◆ **Records from a data collection**
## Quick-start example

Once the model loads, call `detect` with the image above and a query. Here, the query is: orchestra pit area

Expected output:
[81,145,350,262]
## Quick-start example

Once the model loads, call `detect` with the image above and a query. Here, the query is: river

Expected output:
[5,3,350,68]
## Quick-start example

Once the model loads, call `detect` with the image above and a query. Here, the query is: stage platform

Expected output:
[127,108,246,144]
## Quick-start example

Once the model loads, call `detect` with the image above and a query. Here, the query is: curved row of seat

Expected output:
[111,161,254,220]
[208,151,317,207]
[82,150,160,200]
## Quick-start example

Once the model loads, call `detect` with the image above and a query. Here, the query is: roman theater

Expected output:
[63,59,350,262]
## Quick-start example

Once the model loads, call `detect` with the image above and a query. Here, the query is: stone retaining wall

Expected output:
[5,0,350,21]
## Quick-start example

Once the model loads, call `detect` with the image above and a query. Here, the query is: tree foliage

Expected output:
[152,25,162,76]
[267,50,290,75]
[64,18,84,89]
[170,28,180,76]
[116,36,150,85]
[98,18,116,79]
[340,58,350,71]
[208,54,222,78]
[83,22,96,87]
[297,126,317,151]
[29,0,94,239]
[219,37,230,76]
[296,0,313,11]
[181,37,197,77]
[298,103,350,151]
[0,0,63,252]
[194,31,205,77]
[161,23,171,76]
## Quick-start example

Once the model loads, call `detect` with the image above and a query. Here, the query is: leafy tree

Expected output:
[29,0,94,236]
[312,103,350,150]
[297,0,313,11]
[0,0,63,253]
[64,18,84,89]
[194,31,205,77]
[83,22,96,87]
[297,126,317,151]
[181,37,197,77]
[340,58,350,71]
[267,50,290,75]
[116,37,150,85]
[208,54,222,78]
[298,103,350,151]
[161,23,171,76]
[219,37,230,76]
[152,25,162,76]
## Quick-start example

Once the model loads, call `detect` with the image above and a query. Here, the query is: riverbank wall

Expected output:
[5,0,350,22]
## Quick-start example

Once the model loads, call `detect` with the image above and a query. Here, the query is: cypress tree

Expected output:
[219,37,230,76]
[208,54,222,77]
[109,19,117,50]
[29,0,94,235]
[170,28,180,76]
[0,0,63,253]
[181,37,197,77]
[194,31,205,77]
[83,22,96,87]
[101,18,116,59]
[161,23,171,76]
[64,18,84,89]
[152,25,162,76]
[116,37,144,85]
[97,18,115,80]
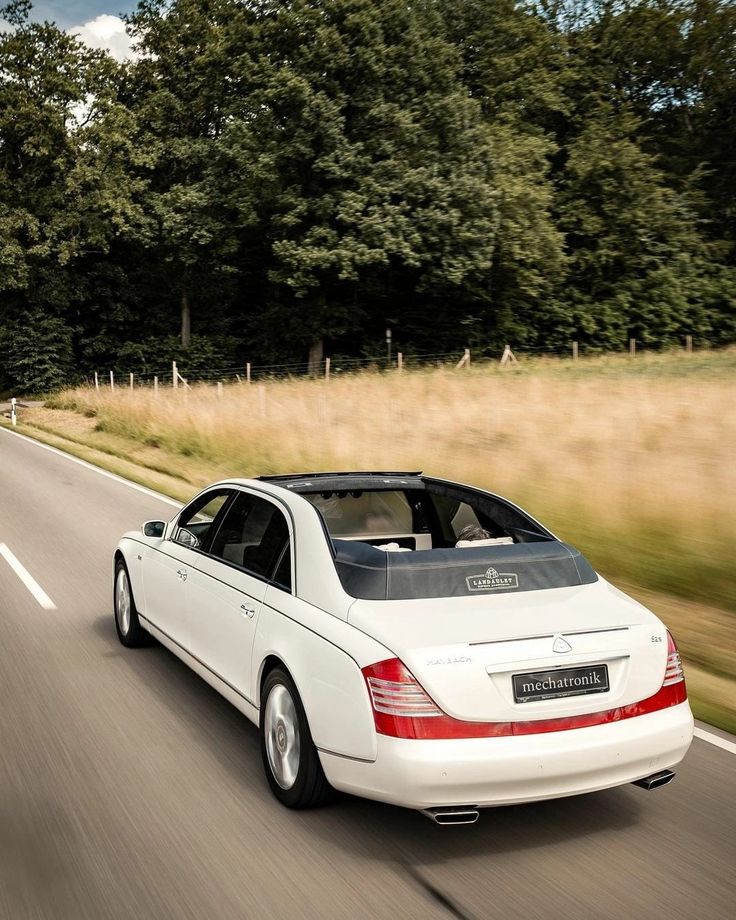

◆ **Brief**
Reproduce the entire listing above, substituting "Predicted output" for every occurrence of "Expected output" and changing nothing else. Omit the pictures from your answer.

◆ **Full answer**
## Quick-start example

Once the model loads, call `detect` with the image above and a query. Here, the query is: orchestra pit area

Predicted output:
[81,145,350,262]
## Quick-start example

Once the model loads, call `detect` with the image above and a query. Here, the query is: river

Predicted output:
[5,3,350,68]
## Quick-start example

Once the model loads, call `detect` with the image above and a query. Here, the query is: stage platform

Predicted output:
[127,108,246,144]
## Quick-start example

Once the model loads, call `detect` with the image above and a query. Here, the query is: curved row of seat

Predicted output:
[111,161,254,220]
[208,151,317,207]
[82,150,160,200]
## Quick-start example

Once the model loads, call `detect` with the image above and a query. Here, the query is: roman theater

Predicted output:
[63,59,350,262]
## Quick-start example

Once the model loads, call `detect` with the image above and a query. Here, the query is: stone retaining wall

Predicted output:
[5,0,350,21]
## Quick-start example

Once the model loads, call `detect` with the image above and a query. Here, the query is: tree foliage

Predicted output:
[152,25,162,76]
[267,50,290,75]
[64,18,84,89]
[170,28,180,76]
[116,36,150,85]
[98,18,116,79]
[340,58,350,71]
[208,54,222,78]
[83,22,96,87]
[297,126,317,151]
[29,0,94,239]
[219,37,230,76]
[296,0,313,11]
[181,37,197,77]
[298,103,350,151]
[0,0,63,252]
[194,31,205,77]
[161,23,171,76]
## Quick-start example

Once the model loads, call `detect` with the image above and a query. Here, the query is: leafy tree

Predicted output:
[29,0,94,236]
[312,103,350,150]
[297,0,313,11]
[0,0,63,253]
[64,18,84,89]
[194,31,205,77]
[83,22,96,87]
[297,126,317,151]
[181,37,197,77]
[340,58,350,71]
[267,50,290,75]
[116,37,150,85]
[208,54,222,78]
[298,103,350,151]
[161,23,171,76]
[219,37,230,76]
[152,25,162,76]
## Quick-start example

Once the model loads, call `detect` with the image above and a query. Here, the query is: riverbank wall

Predicted output:
[5,0,350,22]
## Quick-start example

Once the model loads, call `detect` with the image above and a query. Here, the query is: cypress tree

Predicted output:
[219,37,230,76]
[208,54,222,77]
[109,19,117,50]
[29,0,94,235]
[170,28,180,76]
[0,0,63,253]
[181,37,197,77]
[194,31,205,77]
[83,22,96,87]
[101,18,116,59]
[161,23,171,76]
[64,18,84,89]
[152,25,162,76]
[116,37,144,85]
[97,18,115,80]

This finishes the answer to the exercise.